## What to work on
Reproduce the listing below, substituting "a single point for each instance" for every occurrence of "one point per instance". Leave everything else unchanged.

[START Material supplied]

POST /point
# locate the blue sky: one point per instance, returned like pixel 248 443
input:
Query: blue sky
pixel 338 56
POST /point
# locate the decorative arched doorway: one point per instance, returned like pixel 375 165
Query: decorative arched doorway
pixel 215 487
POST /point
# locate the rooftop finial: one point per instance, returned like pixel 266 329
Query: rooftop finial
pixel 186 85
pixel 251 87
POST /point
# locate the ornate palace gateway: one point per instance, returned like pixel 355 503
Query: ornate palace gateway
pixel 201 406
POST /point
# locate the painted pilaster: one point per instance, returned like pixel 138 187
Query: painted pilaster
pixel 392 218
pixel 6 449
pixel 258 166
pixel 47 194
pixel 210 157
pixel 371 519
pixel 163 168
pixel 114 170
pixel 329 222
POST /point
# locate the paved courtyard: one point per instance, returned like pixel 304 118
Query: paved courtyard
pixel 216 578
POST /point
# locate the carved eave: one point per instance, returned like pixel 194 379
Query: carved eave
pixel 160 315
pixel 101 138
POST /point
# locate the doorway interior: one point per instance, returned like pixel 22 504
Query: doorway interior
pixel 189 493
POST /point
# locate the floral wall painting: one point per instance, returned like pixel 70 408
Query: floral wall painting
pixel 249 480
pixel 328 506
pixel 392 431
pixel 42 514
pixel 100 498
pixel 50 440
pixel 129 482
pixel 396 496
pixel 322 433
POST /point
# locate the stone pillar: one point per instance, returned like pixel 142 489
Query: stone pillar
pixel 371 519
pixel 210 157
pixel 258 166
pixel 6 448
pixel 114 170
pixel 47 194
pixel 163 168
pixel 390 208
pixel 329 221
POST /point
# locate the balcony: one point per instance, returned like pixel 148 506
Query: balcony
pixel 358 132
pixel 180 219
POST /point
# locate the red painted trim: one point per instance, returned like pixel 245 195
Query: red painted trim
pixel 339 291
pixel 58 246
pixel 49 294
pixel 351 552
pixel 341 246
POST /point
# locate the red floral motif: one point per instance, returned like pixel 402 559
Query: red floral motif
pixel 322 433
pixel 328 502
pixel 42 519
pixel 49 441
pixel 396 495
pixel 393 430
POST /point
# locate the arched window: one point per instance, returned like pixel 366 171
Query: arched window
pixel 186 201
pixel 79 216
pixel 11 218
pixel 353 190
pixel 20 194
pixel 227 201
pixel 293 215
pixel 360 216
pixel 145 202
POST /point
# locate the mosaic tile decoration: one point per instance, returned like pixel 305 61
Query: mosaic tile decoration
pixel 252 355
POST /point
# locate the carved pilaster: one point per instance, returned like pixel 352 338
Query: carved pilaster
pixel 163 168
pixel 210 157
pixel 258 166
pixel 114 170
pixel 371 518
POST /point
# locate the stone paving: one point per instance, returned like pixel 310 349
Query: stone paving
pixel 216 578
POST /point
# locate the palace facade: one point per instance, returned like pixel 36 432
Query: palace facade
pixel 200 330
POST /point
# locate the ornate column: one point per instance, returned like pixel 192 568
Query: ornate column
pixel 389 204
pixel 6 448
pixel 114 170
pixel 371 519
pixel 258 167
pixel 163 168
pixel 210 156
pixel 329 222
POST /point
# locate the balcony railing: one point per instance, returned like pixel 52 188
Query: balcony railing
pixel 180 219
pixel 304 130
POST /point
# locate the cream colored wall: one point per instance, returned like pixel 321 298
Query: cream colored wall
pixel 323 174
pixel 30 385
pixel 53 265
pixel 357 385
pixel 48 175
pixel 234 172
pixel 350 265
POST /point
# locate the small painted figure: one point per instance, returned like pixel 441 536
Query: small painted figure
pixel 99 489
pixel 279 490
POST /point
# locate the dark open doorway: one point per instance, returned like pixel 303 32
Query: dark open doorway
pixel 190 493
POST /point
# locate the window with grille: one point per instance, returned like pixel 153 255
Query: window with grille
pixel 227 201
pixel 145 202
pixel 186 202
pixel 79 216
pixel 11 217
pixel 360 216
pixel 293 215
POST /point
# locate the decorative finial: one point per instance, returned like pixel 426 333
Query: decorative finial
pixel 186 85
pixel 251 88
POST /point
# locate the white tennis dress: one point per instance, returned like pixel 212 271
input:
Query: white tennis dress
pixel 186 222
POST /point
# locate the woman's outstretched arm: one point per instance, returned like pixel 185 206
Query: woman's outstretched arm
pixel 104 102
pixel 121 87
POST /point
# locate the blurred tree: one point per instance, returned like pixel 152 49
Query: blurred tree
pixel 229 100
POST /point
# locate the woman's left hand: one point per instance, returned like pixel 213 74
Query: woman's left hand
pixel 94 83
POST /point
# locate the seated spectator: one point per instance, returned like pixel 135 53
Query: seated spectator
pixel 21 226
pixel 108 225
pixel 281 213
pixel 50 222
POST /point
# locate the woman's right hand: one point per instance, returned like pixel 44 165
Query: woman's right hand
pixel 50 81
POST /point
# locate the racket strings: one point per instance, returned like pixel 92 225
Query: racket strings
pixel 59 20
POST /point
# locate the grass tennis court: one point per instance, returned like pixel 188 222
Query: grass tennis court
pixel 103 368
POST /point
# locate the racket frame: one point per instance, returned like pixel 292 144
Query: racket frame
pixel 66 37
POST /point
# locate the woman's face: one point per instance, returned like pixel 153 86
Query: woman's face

[END Material supplied]

## Output
POST /point
# locate the blue sky: a single point for each instance, returned like pixel 248 443
input:
Query: blue sky
pixel 338 56
POST /point
# locate the decorative arched doorway: a single point for each instance, returned like pixel 375 165
Query: decorative arched doorway
pixel 215 487
POST /point
# locate the rooftop finial: a single point for each instance, returned like pixel 266 329
Query: rooftop finial
pixel 186 85
pixel 251 87
POST /point
# locate the ornate palace gateway: a single point for each instance, returned like pixel 355 503
Query: ornate palace gateway
pixel 201 406
POST /point
# locate the painted pilaster: a single point for each instance, returned like pixel 138 187
Query: painted pilaster
pixel 392 218
pixel 6 449
pixel 258 166
pixel 47 194
pixel 210 157
pixel 371 519
pixel 163 168
pixel 114 170
pixel 329 222
POST /point
# locate the paved courtyard: a single point for each instance, returned like pixel 304 118
Query: paved courtyard
pixel 216 578
POST /point
# locate the carved eave: a single point for each instance, returned like pixel 194 379
Query: carved eave
pixel 160 315
pixel 101 138
POST /point
# locate the doorway interior: a single point for each instance, returned like pixel 22 504
Query: doorway interior
pixel 189 493
POST /point
# locate the floral wall painting: a single point for each instance, returned like pixel 70 408
Query: floral wall painting
pixel 249 480
pixel 328 506
pixel 392 431
pixel 42 514
pixel 100 498
pixel 50 440
pixel 129 482
pixel 396 496
pixel 322 433
POST /point
# locate the stone pillar: a single point for each instance, returned like pixel 142 489
Query: stone pillar
pixel 371 519
pixel 210 157
pixel 258 166
pixel 6 448
pixel 114 170
pixel 47 194
pixel 163 168
pixel 390 208
pixel 329 221
POST /point
# locate the balcony: a single point for each instance, returned like pixel 148 506
Query: balcony
pixel 358 132
pixel 180 219
POST /point
# locate the red painted trim: a single point for each instance, returned like pixel 245 195
Query: red painted trim
pixel 339 291
pixel 58 246
pixel 49 294
pixel 351 552
pixel 341 246
POST /point
# locate the red floral motif: a single point for each instance, returned like pixel 402 559
Query: red floral motif
pixel 322 433
pixel 328 502
pixel 42 519
pixel 49 441
pixel 396 495
pixel 393 430
POST /point
# locate the arched window: a single point for each instance, returned like pixel 366 171
Query: arched window
pixel 186 201
pixel 79 216
pixel 11 218
pixel 353 190
pixel 20 194
pixel 227 201
pixel 293 215
pixel 360 216
pixel 145 202
POST /point
# locate the mosaic tile decoration: a single point for each instance, returned like pixel 305 61
Query: mosaic tile decoration
pixel 252 355
POST /point
# locate the carved pilaster: a single point for each instance, returned like pixel 352 338
Query: carved pilaster
pixel 163 168
pixel 210 157
pixel 258 166
pixel 114 170
pixel 371 518
POST /point
# locate the stone paving: a single point for each instance, returned like pixel 310 349
Query: stone paving
pixel 216 578
POST /point
# locate the palace facade: a single point for each instance, returned like pixel 36 432
Query: palace facade
pixel 200 330
POST /point
# locate the ornate column: a single point for each instance, returned like pixel 192 568
Query: ornate column
pixel 389 204
pixel 6 448
pixel 114 170
pixel 371 519
pixel 258 167
pixel 163 168
pixel 210 156
pixel 329 222
POST /point
# locate the balcony railing: a single point for each instance, returned like pixel 52 188
Query: balcony railing
pixel 180 219
pixel 304 130
POST /point
# locate the cream colored wall: a single point for each instance, returned like pixel 321 298
Query: cream colored wall
pixel 323 174
pixel 30 385
pixel 53 265
pixel 357 385
pixel 48 175
pixel 234 172
pixel 350 265
POST /point
# locate the small painted figure: a single point for each instance, returned like pixel 441 536
Query: small painted figure
pixel 99 489
pixel 279 490
POST /point
# locate the dark open doorway: a single point for each instance, returned like pixel 303 32
Query: dark open doorway
pixel 190 493
POST /point
# locate the window with grille: a single point for each instance, returned like pixel 153 255
Query: window with grille
pixel 227 201
pixel 145 202
pixel 186 202
pixel 79 216
pixel 11 217
pixel 360 216
pixel 293 215
POST /point
# locate the decorative finial: a single point for each instance, returned like pixel 426 333
Query: decorative finial
pixel 186 85
pixel 251 88
POST /point
# locate the white tennis dress: a single point for each instance, returned like pixel 212 271
input:
Query: white tennis dress
pixel 186 222
POST /point
# locate the woman's outstretched arm: a single point for each instance, returned like pixel 185 206
Query: woman's outstretched arm
pixel 104 102
pixel 121 87
POST /point
# locate the blurred tree: a single point for each instance, returned like pixel 152 49
Query: blurred tree
pixel 229 100
POST /point
# locate the woman's left hand: a single point for each instance, returned like pixel 213 74
Query: woman's left hand
pixel 94 83
POST /point
# locate the seated spectator: a single point for each instance, returned like pixel 135 53
Query: seated spectator
pixel 21 226
pixel 108 225
pixel 281 213
pixel 50 222
POST /point
# locate the woman's right hand: a single point for each instance, returned like pixel 44 165
Query: woman's right hand
pixel 50 81
POST /point
# locate the racket strings: a single point for each instance, returned like pixel 92 225
Query: racket strings
pixel 59 20
POST /point
# locate the grass tennis court: a single point for each instance, returned like pixel 188 222
Query: grass tennis court
pixel 103 368
POST /point
# locate the racket frame: a single point for each instance, returned like pixel 292 144
Query: racket frame
pixel 66 37
POST /point
# locate the woman's face: a single point for each instance, returned like pixel 153 86
Query: woman's face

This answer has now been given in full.